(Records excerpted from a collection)
◆ ◆ ◆
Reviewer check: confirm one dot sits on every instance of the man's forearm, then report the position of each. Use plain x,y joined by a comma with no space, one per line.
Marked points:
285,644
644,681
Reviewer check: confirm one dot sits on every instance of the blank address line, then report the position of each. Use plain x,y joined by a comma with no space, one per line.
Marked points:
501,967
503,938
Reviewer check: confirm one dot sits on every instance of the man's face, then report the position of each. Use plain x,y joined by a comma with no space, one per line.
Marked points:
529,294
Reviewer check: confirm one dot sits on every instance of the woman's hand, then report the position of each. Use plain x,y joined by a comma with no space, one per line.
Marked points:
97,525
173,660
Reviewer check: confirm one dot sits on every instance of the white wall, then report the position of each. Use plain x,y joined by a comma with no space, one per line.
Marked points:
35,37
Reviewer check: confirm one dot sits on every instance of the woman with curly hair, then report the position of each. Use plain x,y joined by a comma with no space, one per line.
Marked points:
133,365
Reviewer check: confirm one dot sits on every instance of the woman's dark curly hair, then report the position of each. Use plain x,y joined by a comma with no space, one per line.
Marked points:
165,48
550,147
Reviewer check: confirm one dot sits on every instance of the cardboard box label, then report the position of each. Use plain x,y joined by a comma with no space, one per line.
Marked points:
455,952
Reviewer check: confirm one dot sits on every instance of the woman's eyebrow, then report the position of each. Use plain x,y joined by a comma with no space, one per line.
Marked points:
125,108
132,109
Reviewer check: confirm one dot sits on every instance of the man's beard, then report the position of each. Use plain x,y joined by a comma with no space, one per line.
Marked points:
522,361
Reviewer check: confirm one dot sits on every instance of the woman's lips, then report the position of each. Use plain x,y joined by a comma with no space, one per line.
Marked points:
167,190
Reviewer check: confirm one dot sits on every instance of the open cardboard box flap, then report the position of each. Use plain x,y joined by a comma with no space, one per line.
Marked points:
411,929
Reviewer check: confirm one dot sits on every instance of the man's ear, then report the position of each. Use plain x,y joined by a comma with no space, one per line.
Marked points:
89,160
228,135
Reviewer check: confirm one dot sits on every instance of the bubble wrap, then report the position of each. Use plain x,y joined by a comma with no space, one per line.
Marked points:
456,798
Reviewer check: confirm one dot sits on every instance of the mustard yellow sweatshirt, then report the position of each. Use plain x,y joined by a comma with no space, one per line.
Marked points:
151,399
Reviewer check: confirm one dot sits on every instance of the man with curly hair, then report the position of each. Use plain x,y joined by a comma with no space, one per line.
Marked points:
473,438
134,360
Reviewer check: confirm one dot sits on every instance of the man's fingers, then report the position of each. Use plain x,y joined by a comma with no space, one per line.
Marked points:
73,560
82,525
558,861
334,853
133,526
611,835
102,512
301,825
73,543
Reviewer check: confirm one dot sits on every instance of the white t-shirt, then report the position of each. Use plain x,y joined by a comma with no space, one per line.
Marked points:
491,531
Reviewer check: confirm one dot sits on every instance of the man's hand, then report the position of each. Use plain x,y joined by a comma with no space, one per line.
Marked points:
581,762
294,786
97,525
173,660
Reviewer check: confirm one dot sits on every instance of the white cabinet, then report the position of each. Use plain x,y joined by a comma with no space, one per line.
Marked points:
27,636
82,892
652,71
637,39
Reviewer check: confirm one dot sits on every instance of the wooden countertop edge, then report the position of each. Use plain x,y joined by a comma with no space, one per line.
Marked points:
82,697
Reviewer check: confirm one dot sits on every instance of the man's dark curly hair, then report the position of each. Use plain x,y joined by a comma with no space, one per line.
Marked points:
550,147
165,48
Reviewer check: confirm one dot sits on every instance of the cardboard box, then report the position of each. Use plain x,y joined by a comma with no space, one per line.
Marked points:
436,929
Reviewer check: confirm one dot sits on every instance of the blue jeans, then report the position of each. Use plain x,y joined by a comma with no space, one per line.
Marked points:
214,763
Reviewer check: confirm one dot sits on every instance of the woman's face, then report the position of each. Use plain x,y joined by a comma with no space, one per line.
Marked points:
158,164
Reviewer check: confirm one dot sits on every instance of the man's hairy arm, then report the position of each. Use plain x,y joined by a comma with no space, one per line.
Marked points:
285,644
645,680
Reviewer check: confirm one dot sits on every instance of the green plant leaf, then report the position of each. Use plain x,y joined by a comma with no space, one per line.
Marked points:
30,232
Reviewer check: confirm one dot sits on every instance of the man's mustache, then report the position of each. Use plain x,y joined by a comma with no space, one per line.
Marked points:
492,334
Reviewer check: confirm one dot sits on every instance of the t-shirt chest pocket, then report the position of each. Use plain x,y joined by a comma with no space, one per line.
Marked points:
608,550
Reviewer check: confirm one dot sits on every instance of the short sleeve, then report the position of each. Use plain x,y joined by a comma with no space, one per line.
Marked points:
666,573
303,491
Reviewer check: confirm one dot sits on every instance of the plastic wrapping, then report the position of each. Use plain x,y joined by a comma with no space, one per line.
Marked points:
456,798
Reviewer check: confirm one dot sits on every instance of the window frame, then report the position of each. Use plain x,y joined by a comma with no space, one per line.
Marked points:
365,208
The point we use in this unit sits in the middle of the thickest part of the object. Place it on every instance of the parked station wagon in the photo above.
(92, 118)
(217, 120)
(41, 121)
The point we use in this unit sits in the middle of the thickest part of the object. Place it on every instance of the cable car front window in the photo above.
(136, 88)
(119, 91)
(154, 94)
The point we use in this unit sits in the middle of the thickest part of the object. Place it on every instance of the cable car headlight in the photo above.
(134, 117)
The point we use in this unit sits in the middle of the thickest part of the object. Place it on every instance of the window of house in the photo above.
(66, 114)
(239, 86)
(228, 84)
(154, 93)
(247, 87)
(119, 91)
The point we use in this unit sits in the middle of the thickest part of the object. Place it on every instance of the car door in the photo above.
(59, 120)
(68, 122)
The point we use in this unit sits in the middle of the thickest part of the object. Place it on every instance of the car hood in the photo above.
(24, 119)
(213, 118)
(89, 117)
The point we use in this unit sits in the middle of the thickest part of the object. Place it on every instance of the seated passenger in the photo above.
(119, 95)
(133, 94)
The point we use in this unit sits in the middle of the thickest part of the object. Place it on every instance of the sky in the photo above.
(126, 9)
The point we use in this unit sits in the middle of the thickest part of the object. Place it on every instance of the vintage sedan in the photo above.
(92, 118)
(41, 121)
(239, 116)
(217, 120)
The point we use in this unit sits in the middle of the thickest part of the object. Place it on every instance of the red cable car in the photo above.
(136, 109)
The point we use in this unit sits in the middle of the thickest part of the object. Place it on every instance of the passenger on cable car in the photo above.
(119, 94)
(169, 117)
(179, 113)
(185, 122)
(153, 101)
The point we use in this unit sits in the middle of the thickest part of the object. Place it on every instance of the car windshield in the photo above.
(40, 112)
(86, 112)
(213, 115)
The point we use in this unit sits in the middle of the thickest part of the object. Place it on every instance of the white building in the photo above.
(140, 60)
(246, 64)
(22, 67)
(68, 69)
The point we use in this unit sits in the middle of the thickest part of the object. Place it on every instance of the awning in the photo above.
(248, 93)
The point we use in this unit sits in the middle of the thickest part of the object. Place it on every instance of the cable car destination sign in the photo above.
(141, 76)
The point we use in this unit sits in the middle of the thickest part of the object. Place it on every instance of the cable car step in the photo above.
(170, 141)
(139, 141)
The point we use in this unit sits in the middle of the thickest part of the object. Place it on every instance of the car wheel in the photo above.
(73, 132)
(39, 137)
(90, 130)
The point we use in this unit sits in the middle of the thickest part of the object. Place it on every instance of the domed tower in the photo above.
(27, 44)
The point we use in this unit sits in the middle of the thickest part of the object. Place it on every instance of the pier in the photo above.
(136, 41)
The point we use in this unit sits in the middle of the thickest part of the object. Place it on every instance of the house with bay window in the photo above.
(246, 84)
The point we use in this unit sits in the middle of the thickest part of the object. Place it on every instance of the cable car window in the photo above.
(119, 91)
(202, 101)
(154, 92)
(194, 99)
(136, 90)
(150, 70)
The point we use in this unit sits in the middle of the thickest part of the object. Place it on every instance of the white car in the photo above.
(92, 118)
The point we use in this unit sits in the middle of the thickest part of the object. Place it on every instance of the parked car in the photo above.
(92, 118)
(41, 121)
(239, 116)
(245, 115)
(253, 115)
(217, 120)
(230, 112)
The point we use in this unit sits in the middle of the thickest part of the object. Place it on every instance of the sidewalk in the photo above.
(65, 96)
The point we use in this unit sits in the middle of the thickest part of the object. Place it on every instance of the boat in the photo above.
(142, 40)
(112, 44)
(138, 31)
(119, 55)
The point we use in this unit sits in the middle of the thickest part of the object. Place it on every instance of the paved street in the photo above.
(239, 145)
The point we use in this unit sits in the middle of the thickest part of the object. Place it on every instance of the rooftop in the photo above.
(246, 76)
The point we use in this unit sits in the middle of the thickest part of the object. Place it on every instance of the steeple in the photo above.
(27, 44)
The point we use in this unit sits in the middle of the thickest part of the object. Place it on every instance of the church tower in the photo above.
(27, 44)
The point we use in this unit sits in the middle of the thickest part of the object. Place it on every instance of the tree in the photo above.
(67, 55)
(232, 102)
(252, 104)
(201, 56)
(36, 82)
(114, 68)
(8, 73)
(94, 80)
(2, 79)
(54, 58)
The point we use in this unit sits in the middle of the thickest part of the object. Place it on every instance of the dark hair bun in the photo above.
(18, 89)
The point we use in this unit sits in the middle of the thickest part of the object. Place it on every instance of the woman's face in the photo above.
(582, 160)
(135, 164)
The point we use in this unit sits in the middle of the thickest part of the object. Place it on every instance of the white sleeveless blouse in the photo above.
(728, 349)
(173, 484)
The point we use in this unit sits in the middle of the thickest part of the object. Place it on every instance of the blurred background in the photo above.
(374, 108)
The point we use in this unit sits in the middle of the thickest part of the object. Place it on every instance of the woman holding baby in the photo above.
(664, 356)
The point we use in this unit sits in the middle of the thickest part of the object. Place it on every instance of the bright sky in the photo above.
◆ ◆ ◆
## CHALLENGE:
Repeat, with no changes, each line from the one with "blouse in the photo above." to the end of the listing, including both ends and nothing else.

## SOLUTION TO THE EXERCISE:
The point we use in this unit sits in the middle of the thickest part of the object. Place it on every instance of the white sleeveless blouse in the photo above.
(728, 349)
(173, 484)
The point we use in this unit sits in the middle of the thickest part of the object. Place it on every instance of the blurred background in the photo above.
(374, 108)
The point we use in this unit sits in the middle of the thickest part of the object. Place it on every instance of the woman holding baby in the photo above.
(664, 356)
The point we use in this unit sits in the middle of the thickest part of the object. Place it on every instance of the bright sky in the photo above.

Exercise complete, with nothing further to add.